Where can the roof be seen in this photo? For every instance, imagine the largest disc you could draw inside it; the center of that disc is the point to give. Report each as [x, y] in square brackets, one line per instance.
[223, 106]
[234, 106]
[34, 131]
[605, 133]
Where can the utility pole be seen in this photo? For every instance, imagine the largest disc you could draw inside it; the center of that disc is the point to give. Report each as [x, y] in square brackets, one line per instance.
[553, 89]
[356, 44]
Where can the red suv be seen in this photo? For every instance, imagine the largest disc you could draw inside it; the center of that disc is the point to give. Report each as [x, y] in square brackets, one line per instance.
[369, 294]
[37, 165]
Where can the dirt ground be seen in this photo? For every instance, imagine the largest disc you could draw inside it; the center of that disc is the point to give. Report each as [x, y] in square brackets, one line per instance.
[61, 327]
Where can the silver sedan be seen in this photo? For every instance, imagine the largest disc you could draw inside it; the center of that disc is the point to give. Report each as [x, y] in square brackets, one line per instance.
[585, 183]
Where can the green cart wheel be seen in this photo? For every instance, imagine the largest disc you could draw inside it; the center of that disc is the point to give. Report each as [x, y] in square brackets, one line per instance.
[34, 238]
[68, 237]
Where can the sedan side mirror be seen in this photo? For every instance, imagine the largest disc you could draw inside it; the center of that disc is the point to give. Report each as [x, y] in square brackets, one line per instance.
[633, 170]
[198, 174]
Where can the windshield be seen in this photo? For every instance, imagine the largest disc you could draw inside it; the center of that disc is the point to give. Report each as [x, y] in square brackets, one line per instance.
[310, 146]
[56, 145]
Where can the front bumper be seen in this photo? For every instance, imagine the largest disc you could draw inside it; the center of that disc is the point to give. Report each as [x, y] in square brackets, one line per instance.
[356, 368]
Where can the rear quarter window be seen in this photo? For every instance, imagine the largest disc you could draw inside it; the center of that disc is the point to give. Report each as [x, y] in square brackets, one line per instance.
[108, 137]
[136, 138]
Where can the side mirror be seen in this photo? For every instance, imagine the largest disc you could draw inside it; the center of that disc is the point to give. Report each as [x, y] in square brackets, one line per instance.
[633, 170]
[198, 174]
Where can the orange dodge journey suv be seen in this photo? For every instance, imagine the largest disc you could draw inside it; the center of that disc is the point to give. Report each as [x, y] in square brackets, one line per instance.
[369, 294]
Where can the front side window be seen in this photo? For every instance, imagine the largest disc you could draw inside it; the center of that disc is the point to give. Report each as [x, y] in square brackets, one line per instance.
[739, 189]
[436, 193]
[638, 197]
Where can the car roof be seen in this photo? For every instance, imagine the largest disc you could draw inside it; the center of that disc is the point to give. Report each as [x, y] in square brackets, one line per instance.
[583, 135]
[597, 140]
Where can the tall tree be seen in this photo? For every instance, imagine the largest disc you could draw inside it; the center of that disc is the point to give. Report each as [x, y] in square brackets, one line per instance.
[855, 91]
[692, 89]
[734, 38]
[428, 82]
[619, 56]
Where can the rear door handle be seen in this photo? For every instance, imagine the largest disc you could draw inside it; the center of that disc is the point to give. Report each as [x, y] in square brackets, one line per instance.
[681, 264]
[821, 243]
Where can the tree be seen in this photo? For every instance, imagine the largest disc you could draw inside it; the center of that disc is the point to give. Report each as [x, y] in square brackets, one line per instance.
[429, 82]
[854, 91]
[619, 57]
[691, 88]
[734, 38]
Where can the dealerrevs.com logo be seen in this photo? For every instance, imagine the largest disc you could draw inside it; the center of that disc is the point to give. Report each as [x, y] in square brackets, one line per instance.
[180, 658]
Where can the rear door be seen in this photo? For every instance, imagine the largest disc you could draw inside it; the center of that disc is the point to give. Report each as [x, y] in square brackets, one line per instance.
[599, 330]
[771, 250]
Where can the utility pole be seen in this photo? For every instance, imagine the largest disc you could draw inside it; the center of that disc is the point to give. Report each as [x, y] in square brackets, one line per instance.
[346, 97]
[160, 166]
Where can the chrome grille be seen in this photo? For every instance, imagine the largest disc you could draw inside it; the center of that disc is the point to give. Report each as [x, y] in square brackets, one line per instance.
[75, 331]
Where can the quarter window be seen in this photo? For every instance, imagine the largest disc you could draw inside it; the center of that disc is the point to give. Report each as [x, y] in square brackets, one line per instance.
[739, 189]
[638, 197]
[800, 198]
◇ ◇ ◇ ◇ ◇ ◇ ◇
◆ **TASK REQUIREMENTS**:
Give the complete listing a second time, exactly as it reads.

◆ **ANSWER**:
Where can the roof be seen in this photo? For every instance, imagine the largest disc you could draw inside it; the center of that disc is the point to give. Report each as [x, y] in square brackets, one line per instance.
[223, 106]
[234, 106]
[34, 131]
[605, 133]
Where can the utility pole be seen in this photo? For every instance, imagine the largest disc you could draw inside it; the center of that disc is the point to give. Report each as [x, y] in square brackets, one line per instance.
[553, 89]
[356, 44]
Where can the red suv be seen in this photo? For every instance, imagine the largest disc you could draw inside it; the center of that disc is the point to give. Report each as [x, y] in square brackets, one line per instance.
[369, 294]
[37, 165]
Where can the dirt ground be seen in this photo? For every instance, imagine the largest disc you could draw inside it; the center of that disc is the point to give. Report each as [x, y] in square brackets, one line per instance.
[61, 327]
Where can the silver sedan be seen in this photo? For every instance, imagine the largest disc you could draw inside it; the center of that disc is the point to give. Report each as [x, y] in square brackets, one line per instance.
[585, 183]
Where can the green cart wheel be seen in this photo? For every instance, imagine the largest disc you could draw inside it; the center of that disc is the point to give. Report each as [x, y] in square brackets, one line per instance.
[34, 238]
[68, 237]
Where can the sedan side mirror be seen in this photo? For every instance, imagine the largest disc you could draw inside it; the center of that disc is the point to give. Report each as [x, y] in square brackets, one line per instance.
[633, 170]
[198, 174]
Where can the windshield be seen in this photo? For every instance, imagine the largest disc you could draw inside it; the center of that disc is the point to give. Report each as [x, y] in square brackets, one line per instance.
[310, 146]
[56, 145]
Where can the front bumper be seen in this photo? For every instance, imagine the largest disc you could draw inside it; the center of that disc is the point to give. Report each as [x, y] in square brackets, one line per instance.
[356, 368]
Where can the rear quarter window be seen in this photo? For every instance, imagine the largest disc you could draw inside it; the center of that disc is the point to give. Report each as [x, y] in square brackets, one line per instance.
[108, 137]
[136, 138]
Where can the side mirror be seen in this photo? For every instance, imagine the largest disc you could draw inside it; the center of that disc is the point to give. Report each as [x, y] in square brackets, one line per instance.
[633, 170]
[198, 174]
Where can the orange dodge journey suv be seen in this photo? For every instance, imagine the largest disc you could draw inside it; the center of that disc is the point to give. Report each as [x, y] in square brackets, one line per instance.
[369, 294]
Where can the front side window be seen in this photo? For every instance, imagine the largest disc you could draw inside it; the center of that disc is the point to give. Report each as [x, y] in square brackets, one line per instance.
[739, 189]
[436, 193]
[638, 197]
Where can the car roof be seen in this photo? For every instance, imagine the largest disc you could draw inside it; the center of that disc is the point to give. Report each as [x, y] in square brackets, one line per instance.
[583, 135]
[597, 140]
Where can the tall tree be seen in this photo? For every instance, imagine the largest disc you could draw inside it; the center of that disc is the point to give. Report each as [x, y] in square brackets, one line per instance.
[855, 91]
[692, 89]
[734, 38]
[428, 82]
[619, 56]
Where can the rear door handle be seen in this photo? For every instance, imagine the largest disc you could draw inside it; the center of that disc is the point to give. Report each as [x, y] in square brackets, one line per instance.
[681, 264]
[821, 243]
Where can the tree be seen in this photo? For every instance, imagine the largest disc you could draw inside it; the center of that disc is the point to give. Report each as [x, y] in square brackets, one line per instance.
[429, 82]
[854, 91]
[619, 57]
[691, 88]
[734, 38]
Where can the dealerrevs.com logo be seen in this photo? For every instance, imagine the largest disc you could draw inside it; the center of that disc is the point to give. Report each as [x, y] in square brackets, one line per instance.
[180, 658]
Where can the rear door be seen in this photo? For every instance, imagine the largest disc you could draw inside it; the center of that disc is the point to give. Report each as [x, y] in square brackets, one line per instance.
[599, 330]
[771, 250]
Where can the utility pole be seen in this photo? For every instance, imagine the largest disc you could draw inside it; the center of that disc is the point to give. Report each as [x, y] in square brackets, one line per instance.
[346, 97]
[160, 166]
Where can the chrome grille be seen in this photo? For every instance, imagine the largest disc you could draw inside it; the center of that disc is the point to give. Report each as [x, y] in square brackets, one line per instance.
[75, 331]
Where can the quarter window be seen in this photo? For every instance, imagine the largest disc you could draw inside it; the center of that disc is the point to give. Report each as [x, y] in square brackets, one line per instance.
[739, 189]
[638, 197]
[800, 198]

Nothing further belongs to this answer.